Objective: Go to the line that contains "suit hood and record the coordinates." and extract it along with every line after it, exactly, through the end of the data below.

Stored items:
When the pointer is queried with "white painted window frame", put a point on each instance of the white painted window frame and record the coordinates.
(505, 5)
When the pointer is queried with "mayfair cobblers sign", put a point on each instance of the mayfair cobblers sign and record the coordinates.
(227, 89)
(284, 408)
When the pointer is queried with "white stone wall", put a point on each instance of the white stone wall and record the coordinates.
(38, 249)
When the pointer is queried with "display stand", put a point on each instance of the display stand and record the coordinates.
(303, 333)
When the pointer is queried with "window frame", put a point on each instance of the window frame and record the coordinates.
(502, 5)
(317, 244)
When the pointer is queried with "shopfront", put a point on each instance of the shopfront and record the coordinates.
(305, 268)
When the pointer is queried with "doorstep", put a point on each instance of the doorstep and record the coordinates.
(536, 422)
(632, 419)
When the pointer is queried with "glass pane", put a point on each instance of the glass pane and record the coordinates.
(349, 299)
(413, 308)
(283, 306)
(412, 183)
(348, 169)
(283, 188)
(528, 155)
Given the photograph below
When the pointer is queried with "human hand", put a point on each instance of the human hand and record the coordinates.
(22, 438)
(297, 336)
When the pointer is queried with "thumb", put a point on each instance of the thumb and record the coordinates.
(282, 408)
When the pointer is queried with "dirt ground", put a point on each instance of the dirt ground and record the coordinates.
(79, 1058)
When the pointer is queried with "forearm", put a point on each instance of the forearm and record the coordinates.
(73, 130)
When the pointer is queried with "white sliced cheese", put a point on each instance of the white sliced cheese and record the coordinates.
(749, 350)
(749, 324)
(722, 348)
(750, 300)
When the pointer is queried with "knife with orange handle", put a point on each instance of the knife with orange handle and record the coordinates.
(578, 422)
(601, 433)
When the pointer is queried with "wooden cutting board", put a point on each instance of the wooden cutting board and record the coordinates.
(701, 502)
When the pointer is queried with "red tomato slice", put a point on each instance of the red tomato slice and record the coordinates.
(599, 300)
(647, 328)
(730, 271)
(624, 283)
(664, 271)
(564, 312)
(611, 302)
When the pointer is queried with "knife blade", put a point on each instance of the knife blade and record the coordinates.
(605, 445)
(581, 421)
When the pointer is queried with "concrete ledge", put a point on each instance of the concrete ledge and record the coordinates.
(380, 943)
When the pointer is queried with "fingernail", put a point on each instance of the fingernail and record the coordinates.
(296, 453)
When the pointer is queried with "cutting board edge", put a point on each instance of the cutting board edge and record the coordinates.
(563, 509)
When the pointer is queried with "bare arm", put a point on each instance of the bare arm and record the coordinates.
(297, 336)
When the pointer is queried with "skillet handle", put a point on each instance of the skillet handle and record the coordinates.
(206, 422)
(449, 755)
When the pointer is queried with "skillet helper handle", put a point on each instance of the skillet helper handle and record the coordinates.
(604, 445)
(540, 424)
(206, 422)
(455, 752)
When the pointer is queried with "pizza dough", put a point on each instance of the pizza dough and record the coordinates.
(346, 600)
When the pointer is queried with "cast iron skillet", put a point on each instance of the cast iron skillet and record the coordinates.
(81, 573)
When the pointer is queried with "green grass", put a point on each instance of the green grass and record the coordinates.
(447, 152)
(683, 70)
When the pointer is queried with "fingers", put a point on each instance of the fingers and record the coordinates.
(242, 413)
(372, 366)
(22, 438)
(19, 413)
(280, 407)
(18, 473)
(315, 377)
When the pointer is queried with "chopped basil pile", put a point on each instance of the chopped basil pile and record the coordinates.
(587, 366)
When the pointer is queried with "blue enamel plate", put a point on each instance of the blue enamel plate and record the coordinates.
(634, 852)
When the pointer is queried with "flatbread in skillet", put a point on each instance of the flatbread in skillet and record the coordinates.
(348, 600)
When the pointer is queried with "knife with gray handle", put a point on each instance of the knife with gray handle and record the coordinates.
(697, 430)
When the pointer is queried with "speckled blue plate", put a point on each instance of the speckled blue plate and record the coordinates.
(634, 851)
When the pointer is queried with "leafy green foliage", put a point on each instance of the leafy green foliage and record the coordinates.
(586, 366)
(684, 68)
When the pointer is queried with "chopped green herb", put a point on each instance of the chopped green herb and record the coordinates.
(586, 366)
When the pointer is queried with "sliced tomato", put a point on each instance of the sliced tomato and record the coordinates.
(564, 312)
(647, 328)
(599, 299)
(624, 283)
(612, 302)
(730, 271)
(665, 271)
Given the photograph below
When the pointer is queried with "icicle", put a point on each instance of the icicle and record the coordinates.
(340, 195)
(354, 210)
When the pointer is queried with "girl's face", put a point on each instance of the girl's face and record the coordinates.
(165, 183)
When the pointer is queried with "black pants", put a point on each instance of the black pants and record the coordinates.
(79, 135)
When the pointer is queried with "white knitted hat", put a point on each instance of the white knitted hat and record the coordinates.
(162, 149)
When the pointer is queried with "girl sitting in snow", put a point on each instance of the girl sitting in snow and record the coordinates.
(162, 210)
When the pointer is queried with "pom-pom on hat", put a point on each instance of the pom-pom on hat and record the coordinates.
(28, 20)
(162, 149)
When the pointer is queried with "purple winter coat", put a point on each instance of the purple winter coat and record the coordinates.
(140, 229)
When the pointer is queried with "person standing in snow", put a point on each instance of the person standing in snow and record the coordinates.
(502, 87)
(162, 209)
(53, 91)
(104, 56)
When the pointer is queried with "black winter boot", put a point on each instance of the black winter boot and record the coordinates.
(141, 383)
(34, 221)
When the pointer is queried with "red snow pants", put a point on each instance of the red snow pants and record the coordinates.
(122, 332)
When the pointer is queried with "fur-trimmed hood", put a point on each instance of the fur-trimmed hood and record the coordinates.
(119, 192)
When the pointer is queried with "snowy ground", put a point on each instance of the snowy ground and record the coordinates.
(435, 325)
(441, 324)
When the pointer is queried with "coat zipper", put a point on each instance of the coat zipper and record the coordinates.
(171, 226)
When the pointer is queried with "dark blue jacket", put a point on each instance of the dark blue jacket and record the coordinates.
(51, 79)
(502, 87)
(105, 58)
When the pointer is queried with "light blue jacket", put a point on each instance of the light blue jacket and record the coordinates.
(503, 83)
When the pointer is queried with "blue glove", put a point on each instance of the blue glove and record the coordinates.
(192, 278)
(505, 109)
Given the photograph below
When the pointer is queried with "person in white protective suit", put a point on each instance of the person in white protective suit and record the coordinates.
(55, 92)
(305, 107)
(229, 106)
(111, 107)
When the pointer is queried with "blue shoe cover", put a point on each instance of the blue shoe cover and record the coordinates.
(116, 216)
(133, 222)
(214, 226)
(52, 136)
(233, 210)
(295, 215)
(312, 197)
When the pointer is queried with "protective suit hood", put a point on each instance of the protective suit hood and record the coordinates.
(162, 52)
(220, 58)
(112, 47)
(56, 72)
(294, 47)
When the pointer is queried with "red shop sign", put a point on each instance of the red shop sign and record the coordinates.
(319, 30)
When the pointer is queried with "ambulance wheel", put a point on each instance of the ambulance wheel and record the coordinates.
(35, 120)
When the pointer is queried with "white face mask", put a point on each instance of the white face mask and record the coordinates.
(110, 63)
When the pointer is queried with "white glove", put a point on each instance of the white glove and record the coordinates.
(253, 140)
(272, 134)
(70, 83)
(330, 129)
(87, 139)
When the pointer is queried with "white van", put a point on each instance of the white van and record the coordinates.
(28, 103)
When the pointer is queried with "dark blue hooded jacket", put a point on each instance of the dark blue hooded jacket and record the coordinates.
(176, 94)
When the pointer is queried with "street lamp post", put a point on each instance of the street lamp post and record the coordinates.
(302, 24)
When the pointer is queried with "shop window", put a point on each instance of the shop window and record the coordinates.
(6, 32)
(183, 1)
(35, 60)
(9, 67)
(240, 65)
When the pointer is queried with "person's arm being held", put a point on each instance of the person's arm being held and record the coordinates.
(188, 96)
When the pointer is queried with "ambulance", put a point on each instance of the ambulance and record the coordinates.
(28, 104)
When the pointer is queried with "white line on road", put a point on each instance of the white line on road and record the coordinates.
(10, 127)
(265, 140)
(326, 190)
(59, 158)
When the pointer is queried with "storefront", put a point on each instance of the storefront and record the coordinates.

Result for this task:
When the pointer is queried with "protective suit hood", put a point on each instance of the protective suit hood and record the coordinates.
(162, 52)
(220, 58)
(112, 47)
(56, 72)
(294, 47)
When the pointer is queried with "red shop sign", put a point on each instance of the red shop sign and record the coordinates.
(319, 30)
When the pointer is queried with "ambulance wheel", put a point on each instance of the ambulance wheel and record the coordinates.
(35, 120)
When the pointer is queried with "white face mask", put a point on each instance of the white face mask and record the coordinates.
(110, 63)
When the pointer is queried with "white glove", put a point on each instance of the white glove and record the coordinates.
(253, 140)
(272, 134)
(70, 83)
(330, 129)
(87, 139)
When the pointer is queried with "white van", put a point on each instance of the white van and record the coordinates.
(28, 103)
When the pointer is queried with "dark blue hooded jacket", put a point on each instance of the dark blue hooded jacket and record the coordinates.
(176, 94)
When the pointer is queried with "street lamp post", put a point on each instance of the street lamp post and record the coordinates.
(302, 24)
When the pointer is queried with "shop window", put a point on each instance of the shop window and record the coordinates.
(6, 32)
(183, 1)
(35, 60)
(9, 67)
(240, 65)
When the pointer is queried with "person's arm being held", put a point on each instance of the person's arm being held and record the coordinates.
(188, 96)
When the pointer is queried with "ambulance", put a point on each instance of the ambulance and record the coordinates.
(28, 104)
When the pointer is queried with "white line on road", put a point on each instance of the white line on road and record the coordinates.
(10, 127)
(265, 140)
(326, 190)
(59, 158)
When the pointer is queried with "storefront", put a point on each instance of the storefront and record the coordinates.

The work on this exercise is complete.